— Begin Reading passage —

The resulting query is straightforward, even if it looks a little awkward with all the braces: roughly I cut and pasted the above SELECT query into a CONSTRUCT query that defines the facts that will be emitted.


In [11]:
t_counts=endpoint.construct("""
   CONSTRUCT {
      ?type summary:count ?cnt .
   } WHERE { 
       {
            SELECT ?type (COUNT(*) AS ?cnt) {
                GRAPH ?_tgraph { ?s a ?type . }
                FILTER(STRSTARTS(STR(?type),"http://dbpedia.org/ontology/"))
            } GROUP BY ?type
       } 
   }
""")


time: 1min 40s

I can count the facts in this resulting graph (same as the number of rows in the SELECT query)


In [31]:
len(t_counts)


Out[31]:
108
time: 3 ms

And here is a sample fact:


In [40]:
next(t_counts.__iter__())


Out[40]:
(rdflib.term.URIRef('http://dbpedia.org/ontology/Book'),
 rdflib.term.URIRef('http://rdf.ontology2.com/summary/count'),
 rdflib.term.Literal('22', datatype=rdflib.term.URIRef('http://www.w3.org/2001/XMLSchema#integer')))

— End Reading passage —

**To do**
Copy everything from "The resulting query" down to "summary:count ?cnt ." in the passage on the SPARQL CONSTRUCT query, replacing "braces" with "curly brackets".

— Begin Extracted information —

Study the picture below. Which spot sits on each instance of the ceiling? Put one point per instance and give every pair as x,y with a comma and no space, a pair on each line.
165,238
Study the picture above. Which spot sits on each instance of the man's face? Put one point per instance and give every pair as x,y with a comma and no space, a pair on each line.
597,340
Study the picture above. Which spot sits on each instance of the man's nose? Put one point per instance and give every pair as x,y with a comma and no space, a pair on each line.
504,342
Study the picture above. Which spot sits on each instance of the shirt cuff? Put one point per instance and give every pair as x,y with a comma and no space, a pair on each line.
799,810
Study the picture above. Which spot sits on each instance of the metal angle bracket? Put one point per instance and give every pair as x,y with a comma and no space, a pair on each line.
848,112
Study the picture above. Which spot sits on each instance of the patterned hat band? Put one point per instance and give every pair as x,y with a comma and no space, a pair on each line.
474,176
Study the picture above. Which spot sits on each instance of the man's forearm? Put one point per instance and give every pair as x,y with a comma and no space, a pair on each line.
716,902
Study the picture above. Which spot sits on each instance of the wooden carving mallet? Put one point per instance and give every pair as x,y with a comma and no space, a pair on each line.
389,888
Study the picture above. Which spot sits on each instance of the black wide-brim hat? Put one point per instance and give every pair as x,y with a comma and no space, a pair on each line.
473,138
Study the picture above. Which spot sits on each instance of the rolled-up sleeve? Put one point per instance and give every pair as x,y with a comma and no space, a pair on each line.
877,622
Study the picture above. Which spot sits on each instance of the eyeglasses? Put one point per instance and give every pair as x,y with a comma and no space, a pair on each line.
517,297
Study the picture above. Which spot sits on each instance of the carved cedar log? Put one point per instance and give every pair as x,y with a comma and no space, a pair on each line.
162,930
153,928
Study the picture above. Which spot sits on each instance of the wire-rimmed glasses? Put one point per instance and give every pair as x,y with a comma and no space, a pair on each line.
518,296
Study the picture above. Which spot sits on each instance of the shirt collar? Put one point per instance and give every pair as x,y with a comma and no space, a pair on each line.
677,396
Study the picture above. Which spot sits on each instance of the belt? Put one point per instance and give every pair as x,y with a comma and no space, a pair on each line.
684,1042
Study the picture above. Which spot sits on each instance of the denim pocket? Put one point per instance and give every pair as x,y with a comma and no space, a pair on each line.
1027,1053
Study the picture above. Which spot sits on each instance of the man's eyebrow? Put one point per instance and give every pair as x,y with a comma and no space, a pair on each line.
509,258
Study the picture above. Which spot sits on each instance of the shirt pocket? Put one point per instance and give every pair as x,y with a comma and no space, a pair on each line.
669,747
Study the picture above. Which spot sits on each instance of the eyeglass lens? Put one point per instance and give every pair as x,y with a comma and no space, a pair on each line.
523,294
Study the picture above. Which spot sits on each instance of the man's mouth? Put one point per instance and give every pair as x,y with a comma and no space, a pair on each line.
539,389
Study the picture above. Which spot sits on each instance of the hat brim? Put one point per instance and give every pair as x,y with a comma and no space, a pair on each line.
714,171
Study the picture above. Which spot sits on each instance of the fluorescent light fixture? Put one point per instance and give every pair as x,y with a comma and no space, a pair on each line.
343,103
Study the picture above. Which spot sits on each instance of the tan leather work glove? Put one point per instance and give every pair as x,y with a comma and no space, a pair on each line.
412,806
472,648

— End Extracted information —

**Solution for this exercise**
The resulting query is straightforward, even if it looks a little awkward with all the curly brackets: roughly I cut and pasted the above SELECT query into a CONSTRUCT query that defines the facts that will be emitted.


In [11]:
t_counts=endpoint.construct("""
   CONSTRUCT {
      ?type summary:count ?cnt .